- Exercise objective -
Please continue the discussion about mobile games from the point where it stops.

- Page extract -
## start
In the last 5-7 years I’ve noticed that mobile games have devolved info always online p2w shit
What the fuck happened?
The only good games on phone are now emulators and a few Foss games
Weird take, imo. Mobile games are probably the best they’ve ever been. They were traditionally a place for rampant p2w garbage gacha machines, and while those are still there, the platform has actual decent games nowadays. Real PC games are being ported to mobile and the platform is being taken seriously. Even in the world of micro transactions and gacha games, there are far more that are actually decent as games then there ever has been.
I’ve been playing Monster Hunter Now and I’ve been really impressed with it. The entirety of the Riot games are good games with reasonable microtransactions. Vampire Survivors, my go-to “I am offline” game, is the exact same game on mobile as PC, save the fact that it’s free and you have a choice to watch ads for marginal farming speedups (which can be disabled if you buy literally any of their ~$1.50 DLC expansions, which are hilariously large considering their price). Fucking Warframe is coming to/already on (?) mobile.
## end
- Listed entries -
## start
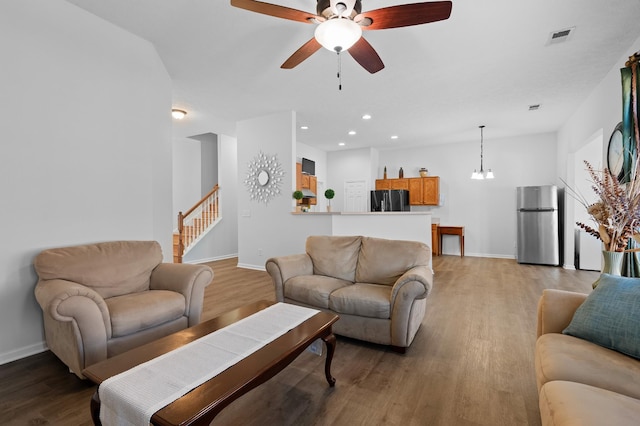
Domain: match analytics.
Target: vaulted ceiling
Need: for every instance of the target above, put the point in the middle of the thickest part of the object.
(486, 64)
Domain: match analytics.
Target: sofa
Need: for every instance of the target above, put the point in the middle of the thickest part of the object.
(378, 287)
(593, 379)
(100, 300)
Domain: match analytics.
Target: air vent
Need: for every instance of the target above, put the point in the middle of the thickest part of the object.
(560, 35)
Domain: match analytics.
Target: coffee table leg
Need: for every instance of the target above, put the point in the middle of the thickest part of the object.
(95, 408)
(330, 341)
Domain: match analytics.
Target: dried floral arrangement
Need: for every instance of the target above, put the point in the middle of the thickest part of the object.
(617, 212)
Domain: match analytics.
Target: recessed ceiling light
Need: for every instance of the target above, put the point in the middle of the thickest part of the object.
(178, 114)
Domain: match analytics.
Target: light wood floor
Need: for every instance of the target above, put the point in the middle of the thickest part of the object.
(471, 362)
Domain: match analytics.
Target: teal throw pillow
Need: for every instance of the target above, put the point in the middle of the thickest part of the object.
(610, 316)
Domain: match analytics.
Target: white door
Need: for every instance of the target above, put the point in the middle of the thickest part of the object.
(355, 196)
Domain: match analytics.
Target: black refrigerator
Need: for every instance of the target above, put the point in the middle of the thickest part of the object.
(390, 200)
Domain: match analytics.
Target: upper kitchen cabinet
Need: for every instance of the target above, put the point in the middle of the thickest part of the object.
(304, 181)
(424, 191)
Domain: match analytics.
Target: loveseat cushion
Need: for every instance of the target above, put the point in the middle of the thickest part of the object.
(568, 404)
(160, 306)
(334, 256)
(383, 261)
(562, 357)
(111, 268)
(610, 316)
(365, 300)
(313, 290)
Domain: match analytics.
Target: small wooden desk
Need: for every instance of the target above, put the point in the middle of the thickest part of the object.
(451, 230)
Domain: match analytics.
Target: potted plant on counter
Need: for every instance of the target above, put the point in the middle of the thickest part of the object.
(329, 194)
(298, 196)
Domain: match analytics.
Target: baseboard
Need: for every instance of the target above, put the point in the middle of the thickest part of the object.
(211, 259)
(254, 267)
(488, 255)
(23, 352)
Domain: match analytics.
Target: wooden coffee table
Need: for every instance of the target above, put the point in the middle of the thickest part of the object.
(203, 403)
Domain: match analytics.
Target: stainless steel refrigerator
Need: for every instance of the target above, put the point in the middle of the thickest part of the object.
(538, 230)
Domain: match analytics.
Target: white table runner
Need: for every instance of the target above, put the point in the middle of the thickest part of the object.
(131, 398)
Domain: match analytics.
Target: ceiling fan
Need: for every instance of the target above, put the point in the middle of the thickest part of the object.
(340, 25)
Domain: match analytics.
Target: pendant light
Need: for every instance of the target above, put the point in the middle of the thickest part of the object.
(482, 174)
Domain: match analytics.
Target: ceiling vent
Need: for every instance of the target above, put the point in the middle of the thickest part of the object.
(560, 36)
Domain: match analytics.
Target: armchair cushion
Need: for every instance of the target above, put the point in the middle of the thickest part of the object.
(334, 256)
(160, 306)
(313, 290)
(365, 300)
(610, 315)
(129, 264)
(384, 261)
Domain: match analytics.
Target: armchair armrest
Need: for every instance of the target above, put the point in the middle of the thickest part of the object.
(66, 302)
(416, 283)
(556, 309)
(189, 280)
(284, 267)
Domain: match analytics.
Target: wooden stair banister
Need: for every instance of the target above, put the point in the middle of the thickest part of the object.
(194, 223)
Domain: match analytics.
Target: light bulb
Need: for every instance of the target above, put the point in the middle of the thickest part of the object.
(338, 34)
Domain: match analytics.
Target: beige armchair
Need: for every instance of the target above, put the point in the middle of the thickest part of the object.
(99, 300)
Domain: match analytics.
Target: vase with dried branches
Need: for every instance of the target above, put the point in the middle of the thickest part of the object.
(615, 213)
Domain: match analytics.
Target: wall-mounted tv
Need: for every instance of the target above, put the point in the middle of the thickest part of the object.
(308, 167)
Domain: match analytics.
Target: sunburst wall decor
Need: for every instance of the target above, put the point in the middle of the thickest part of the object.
(264, 177)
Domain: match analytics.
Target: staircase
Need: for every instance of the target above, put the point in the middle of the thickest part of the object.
(195, 223)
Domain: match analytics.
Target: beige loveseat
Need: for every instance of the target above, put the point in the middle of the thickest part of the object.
(99, 300)
(378, 287)
(579, 382)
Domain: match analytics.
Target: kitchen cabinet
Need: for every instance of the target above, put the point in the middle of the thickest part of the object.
(307, 182)
(422, 191)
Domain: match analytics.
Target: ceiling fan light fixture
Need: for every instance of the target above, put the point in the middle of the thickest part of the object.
(338, 34)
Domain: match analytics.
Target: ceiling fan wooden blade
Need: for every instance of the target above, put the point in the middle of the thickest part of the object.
(406, 15)
(275, 10)
(308, 49)
(365, 55)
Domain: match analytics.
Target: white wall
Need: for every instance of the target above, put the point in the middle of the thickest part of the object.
(267, 230)
(485, 208)
(186, 175)
(346, 166)
(600, 112)
(87, 147)
(222, 241)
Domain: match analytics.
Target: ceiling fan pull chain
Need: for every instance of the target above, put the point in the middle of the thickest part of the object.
(339, 70)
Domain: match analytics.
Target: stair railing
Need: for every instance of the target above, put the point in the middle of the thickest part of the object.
(194, 223)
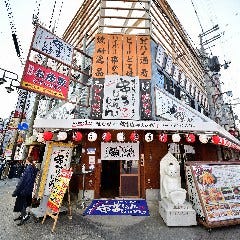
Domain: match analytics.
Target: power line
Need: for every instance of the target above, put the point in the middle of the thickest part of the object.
(16, 41)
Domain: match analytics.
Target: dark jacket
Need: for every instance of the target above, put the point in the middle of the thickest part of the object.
(26, 182)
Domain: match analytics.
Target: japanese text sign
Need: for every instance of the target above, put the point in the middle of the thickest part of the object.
(127, 55)
(119, 151)
(37, 78)
(59, 189)
(51, 45)
(121, 97)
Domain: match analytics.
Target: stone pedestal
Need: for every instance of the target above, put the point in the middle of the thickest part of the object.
(172, 216)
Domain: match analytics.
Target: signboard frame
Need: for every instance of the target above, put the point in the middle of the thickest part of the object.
(215, 206)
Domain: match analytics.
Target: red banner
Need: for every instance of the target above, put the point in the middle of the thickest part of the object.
(39, 79)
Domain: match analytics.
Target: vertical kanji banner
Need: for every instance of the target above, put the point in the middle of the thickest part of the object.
(51, 45)
(115, 58)
(129, 55)
(97, 98)
(144, 57)
(123, 55)
(99, 69)
(58, 157)
(43, 80)
(60, 186)
(121, 97)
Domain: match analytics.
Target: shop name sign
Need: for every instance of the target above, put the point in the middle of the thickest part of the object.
(120, 151)
(49, 44)
(122, 124)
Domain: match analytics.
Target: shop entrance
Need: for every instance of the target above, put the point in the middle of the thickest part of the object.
(120, 178)
(110, 178)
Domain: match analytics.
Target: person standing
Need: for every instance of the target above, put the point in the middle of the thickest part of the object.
(24, 190)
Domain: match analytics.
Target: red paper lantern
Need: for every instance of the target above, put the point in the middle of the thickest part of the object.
(134, 137)
(162, 137)
(47, 136)
(107, 137)
(190, 138)
(216, 139)
(77, 136)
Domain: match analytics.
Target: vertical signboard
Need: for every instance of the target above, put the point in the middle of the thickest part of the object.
(121, 97)
(145, 99)
(160, 56)
(48, 43)
(100, 56)
(37, 78)
(59, 189)
(144, 57)
(115, 55)
(97, 98)
(129, 55)
(58, 156)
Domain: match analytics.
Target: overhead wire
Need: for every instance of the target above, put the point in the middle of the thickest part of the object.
(16, 41)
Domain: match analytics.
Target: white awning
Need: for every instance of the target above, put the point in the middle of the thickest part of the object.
(208, 127)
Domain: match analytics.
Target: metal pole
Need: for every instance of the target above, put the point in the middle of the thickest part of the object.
(31, 123)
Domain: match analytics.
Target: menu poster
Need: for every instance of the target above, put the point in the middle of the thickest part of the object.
(218, 187)
(59, 189)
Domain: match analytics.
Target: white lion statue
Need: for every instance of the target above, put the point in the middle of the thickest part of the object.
(170, 180)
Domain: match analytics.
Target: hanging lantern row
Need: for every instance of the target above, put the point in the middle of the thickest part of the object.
(224, 142)
(134, 137)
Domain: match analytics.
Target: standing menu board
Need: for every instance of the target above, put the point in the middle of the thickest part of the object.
(214, 190)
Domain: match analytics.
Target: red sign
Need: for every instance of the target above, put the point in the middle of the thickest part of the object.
(39, 79)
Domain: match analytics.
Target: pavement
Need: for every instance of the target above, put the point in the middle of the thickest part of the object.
(100, 227)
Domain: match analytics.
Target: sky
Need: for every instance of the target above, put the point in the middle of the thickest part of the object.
(210, 12)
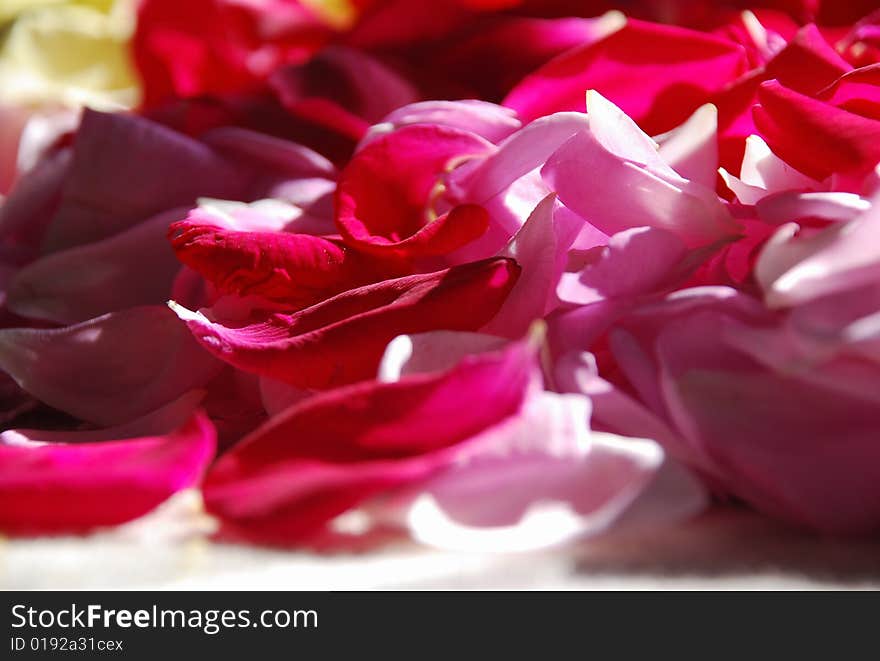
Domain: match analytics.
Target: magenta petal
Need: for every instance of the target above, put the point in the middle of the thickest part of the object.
(487, 120)
(385, 197)
(110, 369)
(120, 176)
(591, 168)
(341, 340)
(540, 247)
(815, 137)
(54, 485)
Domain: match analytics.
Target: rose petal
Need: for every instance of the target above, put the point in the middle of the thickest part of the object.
(110, 369)
(342, 339)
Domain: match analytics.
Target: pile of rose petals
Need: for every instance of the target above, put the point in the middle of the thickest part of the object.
(494, 275)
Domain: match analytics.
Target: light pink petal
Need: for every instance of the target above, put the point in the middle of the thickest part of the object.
(792, 269)
(789, 448)
(540, 247)
(27, 211)
(330, 453)
(110, 369)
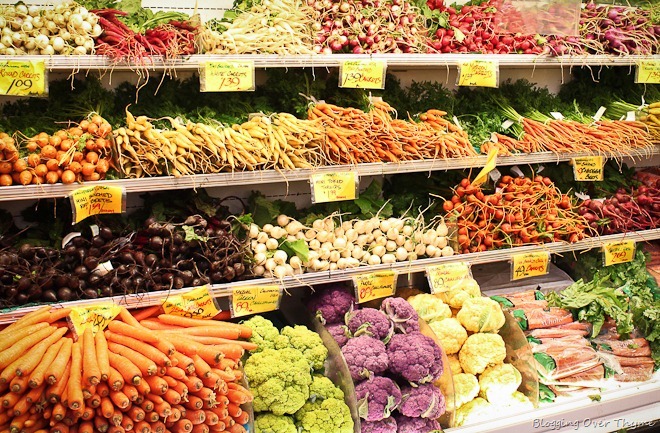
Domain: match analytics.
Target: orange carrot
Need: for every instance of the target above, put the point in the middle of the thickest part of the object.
(129, 371)
(74, 387)
(91, 371)
(145, 365)
(101, 346)
(54, 371)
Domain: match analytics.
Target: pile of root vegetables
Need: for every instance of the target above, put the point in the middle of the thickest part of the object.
(183, 376)
(522, 211)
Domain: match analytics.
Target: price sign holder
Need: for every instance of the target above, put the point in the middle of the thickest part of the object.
(375, 285)
(479, 73)
(362, 74)
(648, 72)
(443, 278)
(334, 186)
(97, 200)
(95, 317)
(529, 265)
(23, 78)
(618, 252)
(196, 304)
(255, 300)
(227, 76)
(588, 168)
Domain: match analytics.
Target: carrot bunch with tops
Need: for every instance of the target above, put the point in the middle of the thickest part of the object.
(166, 374)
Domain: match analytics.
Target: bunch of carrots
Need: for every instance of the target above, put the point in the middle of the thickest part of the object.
(164, 374)
(354, 136)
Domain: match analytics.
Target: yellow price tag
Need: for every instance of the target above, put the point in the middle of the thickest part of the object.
(443, 278)
(362, 74)
(481, 73)
(618, 252)
(375, 286)
(23, 78)
(336, 186)
(648, 72)
(196, 304)
(227, 76)
(529, 265)
(95, 317)
(491, 162)
(254, 300)
(588, 168)
(97, 200)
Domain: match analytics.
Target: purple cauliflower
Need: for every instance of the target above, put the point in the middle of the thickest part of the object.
(406, 424)
(423, 401)
(339, 332)
(387, 425)
(365, 356)
(331, 304)
(402, 314)
(415, 357)
(377, 398)
(370, 321)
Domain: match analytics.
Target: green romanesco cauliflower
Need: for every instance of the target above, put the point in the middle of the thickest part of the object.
(279, 380)
(307, 341)
(264, 333)
(322, 388)
(331, 415)
(271, 423)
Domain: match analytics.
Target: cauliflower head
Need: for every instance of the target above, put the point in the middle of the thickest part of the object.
(481, 315)
(305, 340)
(415, 357)
(457, 295)
(498, 382)
(271, 423)
(322, 388)
(324, 416)
(481, 351)
(466, 388)
(264, 333)
(377, 398)
(451, 334)
(279, 380)
(429, 307)
(477, 410)
(366, 356)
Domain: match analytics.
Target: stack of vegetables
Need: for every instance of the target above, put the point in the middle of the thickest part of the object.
(291, 395)
(467, 325)
(392, 364)
(182, 375)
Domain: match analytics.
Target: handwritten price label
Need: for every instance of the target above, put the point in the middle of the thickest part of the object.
(588, 168)
(648, 72)
(618, 252)
(254, 300)
(480, 73)
(375, 286)
(196, 304)
(337, 186)
(95, 317)
(529, 265)
(362, 74)
(228, 76)
(442, 278)
(97, 200)
(23, 78)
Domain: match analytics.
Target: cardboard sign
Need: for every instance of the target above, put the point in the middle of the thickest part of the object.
(23, 78)
(254, 300)
(374, 286)
(362, 74)
(227, 76)
(196, 304)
## end
- Solved problem -
I genuinely can’t say mobile games have ever been in a better place than today, despite the existence of the shovelware P2W games that continue to roll out.
I’ll side with OP from a slightly different perspective here, because you’re not wrong but neither is OP. First and foremost I think the word missing here is innovation – mobile games in their very initial start were exactly what you are describing, but mobile games that OP are talking about took some time to find freedom to innovate. The very first mobile games, almost all of them, were PC ports. Solitare, poker, mahjong, snake, tetris… These were all games that had existed for years and were just now put into a 160x128 res screen and played with a circular slider (first iPod), or whatever the specs of the Blackberry was back then. Few unique games were created for these devices.
By late 2009 the iPod Touch 3g had released. It was this and the following few years where OP is talking about, where not only were old games like Spy Hunter being remade, and funnily enough, I’m pretty sure Rockstar also released a few GTA’s on this device. But there were also entirely new games like Doodle Jump, Canabalt, and to a lesser extent Pocket God. (Well, relatively new and unique, at least.) These of course paved the way for Temple Run and honestly I had so many amazing mobile games back then that remembering them all would be a trip down memory lane far too long for today.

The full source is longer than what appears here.